Extracted data entries
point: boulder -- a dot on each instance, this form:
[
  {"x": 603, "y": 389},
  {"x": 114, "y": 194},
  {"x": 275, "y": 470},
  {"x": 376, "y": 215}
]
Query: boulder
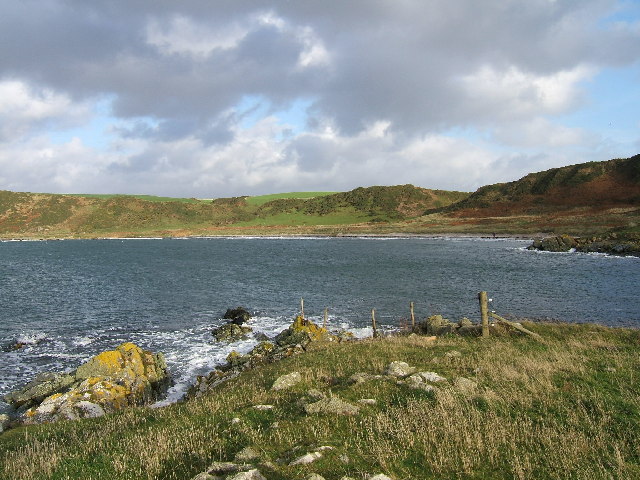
[
  {"x": 109, "y": 381},
  {"x": 4, "y": 422},
  {"x": 399, "y": 369},
  {"x": 287, "y": 381},
  {"x": 237, "y": 316},
  {"x": 231, "y": 332},
  {"x": 302, "y": 332},
  {"x": 558, "y": 243},
  {"x": 306, "y": 459}
]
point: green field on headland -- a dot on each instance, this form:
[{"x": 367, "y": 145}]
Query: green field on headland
[
  {"x": 564, "y": 407},
  {"x": 584, "y": 199}
]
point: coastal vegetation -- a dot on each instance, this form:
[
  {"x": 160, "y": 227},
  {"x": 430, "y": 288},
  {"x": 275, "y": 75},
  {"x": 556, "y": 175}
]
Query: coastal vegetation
[
  {"x": 566, "y": 406},
  {"x": 594, "y": 198}
]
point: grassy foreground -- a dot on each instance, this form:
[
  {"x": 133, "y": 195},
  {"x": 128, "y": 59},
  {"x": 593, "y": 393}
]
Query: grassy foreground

[What you will do]
Lay out the lines of the entries above as a Markdown table with the columns Row and Line, numbering each line and leaving out blank lines. Include all the entries, but omit the pictures.

[Answer for this exercise]
| Row | Line |
|---|---|
| 1 | point: boulder -- a dot on each instance, this form: |
| 2 | [ |
| 3 |   {"x": 603, "y": 389}, |
| 4 |   {"x": 114, "y": 194}, |
| 5 |   {"x": 275, "y": 470}, |
| 6 |   {"x": 376, "y": 215} |
| 7 | ] |
| 8 | Query: boulder |
| 9 | [ |
| 10 |   {"x": 109, "y": 381}, |
| 11 |   {"x": 4, "y": 422}, |
| 12 |   {"x": 399, "y": 369}, |
| 13 |   {"x": 287, "y": 381}, |
| 14 |   {"x": 237, "y": 316}, |
| 15 |   {"x": 231, "y": 332}, |
| 16 |   {"x": 302, "y": 332}, |
| 17 |   {"x": 558, "y": 243}, |
| 18 |   {"x": 306, "y": 459} |
| 19 | ] |
| 20 | point: green field on headland -- a dot on each instance, this form: |
| 21 | [{"x": 367, "y": 145}] |
| 22 | Query: green field on headland |
| 23 | [ |
| 24 |   {"x": 564, "y": 407}, |
| 25 |   {"x": 584, "y": 199} |
| 26 | ] |
| 27 | point: coastal vegetation -- a dot on each instance, this form: |
| 28 | [ |
| 29 |   {"x": 160, "y": 227}, |
| 30 |   {"x": 430, "y": 288}, |
| 31 |   {"x": 275, "y": 75}, |
| 32 |   {"x": 556, "y": 175} |
| 33 | ] |
| 34 | Query: coastal vegetation |
| 35 | [ |
| 36 |   {"x": 566, "y": 406}, |
| 37 |   {"x": 594, "y": 198} |
| 38 | ] |
| 39 | point: grassy foreground -- a dot on each instance, this form: |
| 40 | [ |
| 41 |   {"x": 133, "y": 195}, |
| 42 |   {"x": 128, "y": 59}, |
| 43 |   {"x": 593, "y": 393} |
| 44 | ] |
| 45 | Query: grassy foreground |